(Given passage)

# Carb. On A Tecumseh 6.75 Eagar 1 Motor



## Whizkid (May 2, 2010)

Hi to all on forum,

This is my first time posting on this site ,as I also just joined . I work with small engines along with anything else that needs working on . Anything from computers , to electronics , to appliances. I have to keep this short and sweet as it is storming bad here and need to get off of computer. And my qoestion is ... Anyone know how to adjust the carb. on a Techumseh 6.75 HP Eager 1 motor on a Craftsman self propelled mower. I have one and it won't run. Spray carb. cleaner in breather or spark plug hole and it will start and run for a secend. I've cleaned carb ( spayed it with cleaner , sprayed the holes out and blowed it off with an air hose and poked the holes out with a small wire ), Carb. really wasn't all that dirty, but I couldn't get it to start earlier after a few pulls and priming. Any ideas to test it or fix it or to adjust the carb. ??? By the way the carb. on that motor is about the sorriest excuse for a carb. that there is for a carb. looks more like a heat sink to me. Here is the Sears number for the mower itself - 917.377971 and the Sears number for the motor- 143.996712. I tried to include a like to Sears parts for the carb break down, but the site was down. I need a repair manual for this motor , I prefer a free one as I hardly ever fool with these brands of motors.


----------



## Whizkid (May 2, 2010)

*Forgot to say thank you*

Thanks to any and all for any help .

Thank you , 
Whizkid


----------



## indypower (Apr 8, 2009)

There is no adjustment on this carb. This is an EPA carb that has fixed jets. I would say that the main jet is still dirty.


----------



## bec98x (Jan 5, 2007)

indypower said:


> There is no adjustment on this carb. This is an EPA carb that has fixed jets. I would say that the main jet is still dirty.


I second that!


----------



## keb (May 26, 2010)

Did you check the orings around the throttle nozzle?They like to soften up and decompose.If they are bad all the cleaning in the world won'thelp!


----------



## glenjudy (Aug 26, 2006)

keb said:


> Did you check the orings around the throttle nozzle?They like to soften up and decompose.If they are bad all the cleaning in the world won'thelp!


I 2nd that!


----------

(Record excerpts)
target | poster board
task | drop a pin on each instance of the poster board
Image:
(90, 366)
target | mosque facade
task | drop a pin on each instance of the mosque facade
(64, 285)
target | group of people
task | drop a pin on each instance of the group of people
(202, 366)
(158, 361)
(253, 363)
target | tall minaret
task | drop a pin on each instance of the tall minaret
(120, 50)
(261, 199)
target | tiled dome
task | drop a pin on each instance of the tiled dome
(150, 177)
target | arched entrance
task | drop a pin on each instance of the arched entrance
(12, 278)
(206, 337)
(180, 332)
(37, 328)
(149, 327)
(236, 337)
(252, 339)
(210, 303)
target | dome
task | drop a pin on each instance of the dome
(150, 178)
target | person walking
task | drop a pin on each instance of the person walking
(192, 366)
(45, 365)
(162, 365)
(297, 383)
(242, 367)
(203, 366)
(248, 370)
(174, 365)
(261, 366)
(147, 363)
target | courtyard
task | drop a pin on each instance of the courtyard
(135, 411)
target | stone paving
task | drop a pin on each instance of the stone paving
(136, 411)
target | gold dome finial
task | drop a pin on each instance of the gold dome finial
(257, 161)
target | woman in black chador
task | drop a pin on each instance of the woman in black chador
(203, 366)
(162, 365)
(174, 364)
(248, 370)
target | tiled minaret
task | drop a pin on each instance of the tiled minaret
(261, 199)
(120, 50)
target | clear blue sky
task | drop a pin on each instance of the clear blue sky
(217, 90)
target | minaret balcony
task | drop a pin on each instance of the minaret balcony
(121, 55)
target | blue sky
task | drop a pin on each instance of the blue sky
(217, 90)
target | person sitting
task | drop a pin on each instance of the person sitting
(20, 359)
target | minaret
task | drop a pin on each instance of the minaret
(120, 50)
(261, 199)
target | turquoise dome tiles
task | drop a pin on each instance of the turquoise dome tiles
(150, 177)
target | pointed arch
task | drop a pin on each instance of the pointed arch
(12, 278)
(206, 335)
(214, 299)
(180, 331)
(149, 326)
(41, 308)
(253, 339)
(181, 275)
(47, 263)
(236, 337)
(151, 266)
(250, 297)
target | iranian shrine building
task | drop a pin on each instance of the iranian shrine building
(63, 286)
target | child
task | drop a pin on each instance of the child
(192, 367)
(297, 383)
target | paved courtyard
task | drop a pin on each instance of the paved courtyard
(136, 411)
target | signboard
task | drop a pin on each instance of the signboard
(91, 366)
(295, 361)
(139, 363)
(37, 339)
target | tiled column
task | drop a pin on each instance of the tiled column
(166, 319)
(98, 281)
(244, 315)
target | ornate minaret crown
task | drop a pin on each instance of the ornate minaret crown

(Instructions to follow)
Reproduce everything in the carburetor thread from "## indypower (Apr" down to "(Jan 5, 2007)", switching "EPA carb" to "emissions carb" wherever it occurs.

(Answer to the exercise)
## indypower (Apr 8, 2009)

There is no adjustment on this carb. This is an emissions carb that has fixed jets. I would say that the main jet is still dirty.


----------



## bec98x (Jan 5, 2007)